◆ Source extract
I’m 24. I have never been in a relationship. I have spent countless hours on dating apps with not a single date to show for it. I watch my friends with significant others with envy. I don’t know how to date. I waste too much time wondering if former friendships could have been relationships. I am lonely.

What can I do? I can join The Red Pill subreddit, a forum for the “discussion of sexual strategy in a culture increasingly lacking a positive identity for men.” It’s called The Red Pill, because in one of the most iconic scenes of The Matrix, Neo is faced with a decision: either take the blue pill and return to the world he is from, or take the red pill and discover reality outside of the Matrix. In The Red Pill’s universe, the blue pill represents reality as presented by feminism, while the red pill represents a rejection of feminism for Social Darwinism. This worldview lays the motivation and reasoning for various techniques used to seduce women.

◆ What you need to do
Update the essay passage that begins at the words "I’m 24. I have" and stops after "I am lonely.", putting "social media" in place of "dating apps". Rely on the essay alone for the following work.

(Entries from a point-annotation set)
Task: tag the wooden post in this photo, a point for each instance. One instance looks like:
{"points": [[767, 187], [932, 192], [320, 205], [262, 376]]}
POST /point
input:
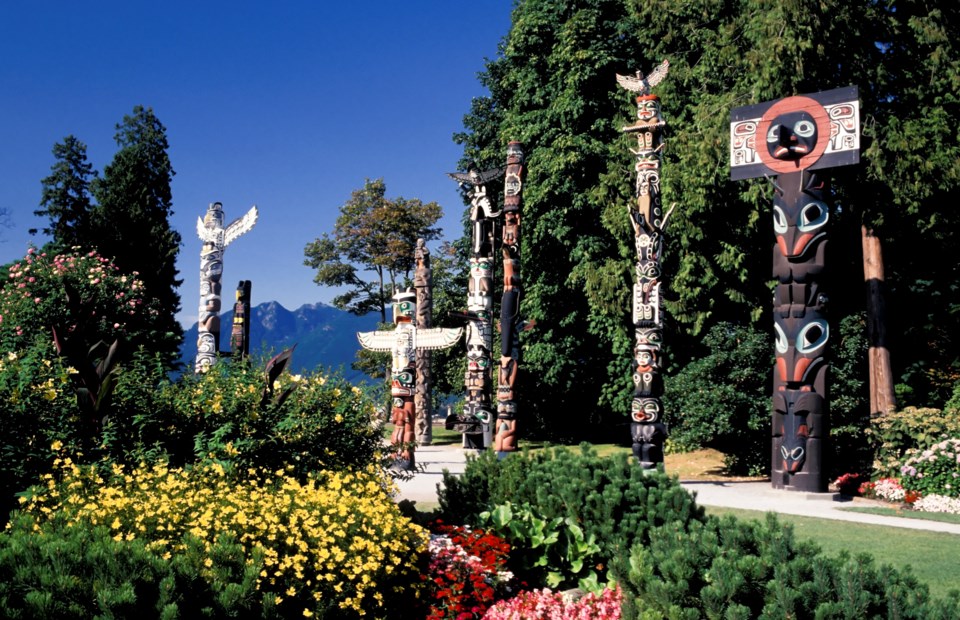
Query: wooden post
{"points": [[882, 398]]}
==
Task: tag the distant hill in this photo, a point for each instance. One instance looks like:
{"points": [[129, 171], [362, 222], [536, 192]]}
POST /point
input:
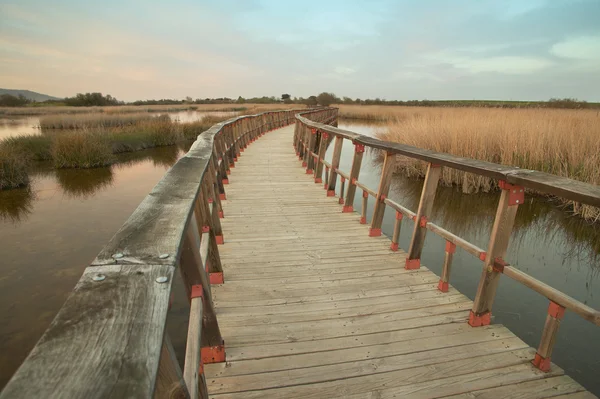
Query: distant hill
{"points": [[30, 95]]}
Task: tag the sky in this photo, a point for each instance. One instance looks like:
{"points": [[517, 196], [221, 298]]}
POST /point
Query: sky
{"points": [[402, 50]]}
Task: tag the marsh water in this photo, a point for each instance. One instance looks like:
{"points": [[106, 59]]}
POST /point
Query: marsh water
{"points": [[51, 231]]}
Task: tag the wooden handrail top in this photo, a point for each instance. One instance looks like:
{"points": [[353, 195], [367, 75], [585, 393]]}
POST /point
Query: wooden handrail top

◆ Result for this exercise
I’m 24. I have never been in a relationship. I have spent countless hours on social media with not a single date to show for it. I watch my friends with significant others with envy. I don’t know how to date. I waste too much time wondering if former friendships could have been relationships. I am lonely.